__Teks Bacaan__.
------------------------------------------------
Gerai Inspirasi

ekonomika politika romantika

Monday, March 27, 2017

Demokrasi Sepakbola



Demokrasi Sepakbola 

Fenomena ultras, demokrasi dan keislaman

2.6 Milyar penduduk dunia mengenal, memainkan, tahu dan mengikuti perkembangan sebuah olahraga kuno bernama Sepakbola. Ribuan klub, ratusan kompetisi, senantiasa digelar setiap tahun, dengan berbagai macam hadiah, peluang sponsor, dan gelar-gelar bergengsi dipajang sedemikian rupa. Pada hari-hari itu juga, ribuan orang berduyun-duyun menuju stadion, entah saat akhir pekan, entah saat kompetisi rutin bulanan, entah saat kompetisi rutin 4 (empat) tahunan atau entah kompetisi apapun. Tiket laris dibeli, ribuan orang mengekpresikan diri, mendukung 22 orang laki-laki/perempuan yang beradu tangkas mengolah kulit bundar.

Permainan sederhana yang fasih dilakukan oleh anak-anak TK sekalipun, menjadi nadi dan denyut tersendiri. Teriakan dan yel-yel supporter untuk mendukung klub kesayangannya, tabuhan genderang atau tepukan keras ribuan orang di dalam stadion, keringat dan kelincahan para pemain dan kegelisahan para eksekutif klub dalam menjaga hati sponsor menjadi penanda sebuah kehidupan. Orang-orang terpaku pada tempatnya selama 2 kali 45 menit, baik itu di kafe, depan televise, bersama orang-orang di dusun-dusun, dan di stadion. Berbeda tempat, berbeda zona waktu namun berbagi semangat yang sama. Dan lebih penting, berbagi keberpihakan dan perasaan yang sama dengan jutaan penikmat sepakbola lain di seluruh dunia. 

Dalam agama islam, secara khusus kita sebagai ummat muslim dilarang untuk membuang-buang waktu untuk sesuatu yang tidak bermanfaat. Namun, dalam opini kami sangat menarik jika kita membahas lebih jauh tentang fenomena sepakbola dan kekuatan seperti apa yang dapat mereka bawa dan dapat mereka rubah, bahkan, bagaimana sepakbola bisa menjadi sebuah ancaman dalam kondisi tertentu. 

Meskipun ada orang yang tidak menyukai hal ini, kenyataan nya demokrasi dan politik praktis menjadi kekuatan global. Mayoritas Negara dunia memberikan pilihan kepada rakyatnya untuk menentukan pemimpin, mengelola Negara dan menyuarakan pendapat. Dengan system demikian, rakyat bisa melakukan berbagai fungsi baik fungsi kontrol, pemberian masukan, hingga membantu proses pengambilan keputusan dalam suatu Negara. Dan tentu, yang mengawali itu semua adalah kebebasan individu atau kelompok untuk menyuarakan pendapat.
------------------------------------------------
__Bahan yang Diberikan__.
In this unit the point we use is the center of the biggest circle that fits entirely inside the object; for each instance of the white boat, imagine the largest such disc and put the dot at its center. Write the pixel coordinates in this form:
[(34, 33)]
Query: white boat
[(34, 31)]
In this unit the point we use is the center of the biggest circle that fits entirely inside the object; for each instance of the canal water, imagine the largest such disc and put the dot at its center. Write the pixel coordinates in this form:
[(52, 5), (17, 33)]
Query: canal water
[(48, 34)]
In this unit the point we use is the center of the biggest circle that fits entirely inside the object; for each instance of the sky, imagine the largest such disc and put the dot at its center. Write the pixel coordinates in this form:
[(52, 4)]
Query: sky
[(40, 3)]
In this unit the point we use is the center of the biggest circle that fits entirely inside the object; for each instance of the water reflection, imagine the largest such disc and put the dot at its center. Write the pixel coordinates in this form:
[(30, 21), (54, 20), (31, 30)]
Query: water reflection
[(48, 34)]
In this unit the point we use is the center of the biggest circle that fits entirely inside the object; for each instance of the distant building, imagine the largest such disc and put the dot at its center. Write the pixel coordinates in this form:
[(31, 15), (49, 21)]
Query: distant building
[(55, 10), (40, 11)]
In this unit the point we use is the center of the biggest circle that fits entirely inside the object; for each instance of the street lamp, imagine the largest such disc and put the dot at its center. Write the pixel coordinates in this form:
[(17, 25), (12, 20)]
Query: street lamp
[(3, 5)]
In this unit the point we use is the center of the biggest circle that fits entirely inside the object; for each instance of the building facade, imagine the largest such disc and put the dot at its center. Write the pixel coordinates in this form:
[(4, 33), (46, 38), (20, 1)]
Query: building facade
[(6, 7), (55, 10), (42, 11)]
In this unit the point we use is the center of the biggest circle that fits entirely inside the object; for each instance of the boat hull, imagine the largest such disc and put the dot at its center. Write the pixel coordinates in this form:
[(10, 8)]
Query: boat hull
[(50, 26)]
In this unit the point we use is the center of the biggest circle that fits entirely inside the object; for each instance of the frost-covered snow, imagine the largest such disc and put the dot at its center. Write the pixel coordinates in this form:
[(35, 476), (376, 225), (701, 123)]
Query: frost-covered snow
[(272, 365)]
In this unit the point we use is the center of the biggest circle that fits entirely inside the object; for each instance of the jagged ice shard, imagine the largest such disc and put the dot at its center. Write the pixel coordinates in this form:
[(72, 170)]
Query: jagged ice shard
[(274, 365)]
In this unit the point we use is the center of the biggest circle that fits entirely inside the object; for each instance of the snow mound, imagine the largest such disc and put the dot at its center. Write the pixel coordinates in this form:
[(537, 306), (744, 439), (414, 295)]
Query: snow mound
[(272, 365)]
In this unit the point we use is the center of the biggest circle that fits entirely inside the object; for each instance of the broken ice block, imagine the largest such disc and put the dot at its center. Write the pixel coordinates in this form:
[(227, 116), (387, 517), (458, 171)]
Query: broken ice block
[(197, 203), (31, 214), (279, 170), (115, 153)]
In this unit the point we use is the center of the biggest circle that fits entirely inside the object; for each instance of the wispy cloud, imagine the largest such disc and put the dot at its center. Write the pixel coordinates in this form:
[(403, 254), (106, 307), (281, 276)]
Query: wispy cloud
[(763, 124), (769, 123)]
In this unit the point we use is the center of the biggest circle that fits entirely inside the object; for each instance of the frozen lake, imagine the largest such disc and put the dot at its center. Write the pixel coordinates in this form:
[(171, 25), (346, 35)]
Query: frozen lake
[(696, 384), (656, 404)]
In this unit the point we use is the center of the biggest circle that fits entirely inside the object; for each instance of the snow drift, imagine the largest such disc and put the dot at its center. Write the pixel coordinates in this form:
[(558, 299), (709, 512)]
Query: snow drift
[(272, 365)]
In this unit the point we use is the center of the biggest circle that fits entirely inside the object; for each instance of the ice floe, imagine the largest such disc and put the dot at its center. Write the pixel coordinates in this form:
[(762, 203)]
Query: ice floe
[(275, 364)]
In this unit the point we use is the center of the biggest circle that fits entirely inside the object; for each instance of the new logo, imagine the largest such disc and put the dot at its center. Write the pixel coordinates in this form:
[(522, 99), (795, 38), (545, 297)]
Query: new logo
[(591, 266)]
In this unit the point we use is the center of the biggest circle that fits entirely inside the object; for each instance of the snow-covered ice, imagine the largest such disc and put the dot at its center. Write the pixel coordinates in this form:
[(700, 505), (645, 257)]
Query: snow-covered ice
------------------------------------------------
__Yang Perlu Dikerjakan__.
1. Tentukan apakah setiap pernyataan di bawah ini sesuai dengan teks bacaan, lalu jawab ya atau tidak dengan mengutip persis kata-kata penentunya dari teks.
(a) Sepakbola dikenal, dimainkan, dan diikuti perkembangannya oleh 2,6 miliar penduduk dunia.
(b) Hanya sebagian kecil negara di dunia yang memberi rakyatnya pilihan untuk menentukan pemimpin.
(c) Yang mengawali semua fungsi rakyat dalam sistem demokrasi adalah kebebasan individu atau kelompok untuk menyuarakan pendapat.
2. Kutip tanpa perubahan seluruh bagian teks bacaan, mulai dari "Dalam agama islam, secara" terus ke bawah hingga "untuk menyuarakan pendapat.".

__Jawaban Tugas__.
1.
(a) Ya: "2.6 Milyar penduduk dunia mengenal, memainkan, tahu dan mengikuti perkembangan sebuah olahraga kuno bernama Sepakbola"
(b) Tidak: "Mayoritas Negara dunia memberikan pilihan kepada rakyatnya untuk menentukan pemimpin"
(c) Ya: "yang mengawali itu semua adalah kebebasan individu atau kelompok untuk menyuarakan pendapat"

2.
Dalam agama islam, secara khusus kita sebagai ummat muslim dilarang untuk membuang-buang waktu untuk sesuatu yang tidak bermanfaat. Namun, dalam opini kami sangat menarik jika kita membahas lebih jauh tentang fenomena sepakbola dan kekuatan seperti apa yang dapat mereka bawa dan dapat mereka rubah, bahkan, bagaimana sepakbola bisa menjadi sebuah ancaman dalam kondisi tertentu. 

Meskipun ada orang yang tidak menyukai hal ini, kenyataan nya demokrasi dan politik praktis menjadi kekuatan global. Mayoritas Negara dunia memberikan pilihan kepada rakyatnya untuk menentukan pemimpin, mengelola Negara dan menyuarakan pendapat. Dengan system demikian, rakyat bisa melakukan berbagai fungsi baik fungsi kontrol, pemberian masukan, hingga membantu proses pengambilan keputusan dalam suatu Negara. Dan tentu, yang mengawali itu semua adalah kebebasan individu atau kelompok untuk menyuarakan pendapat.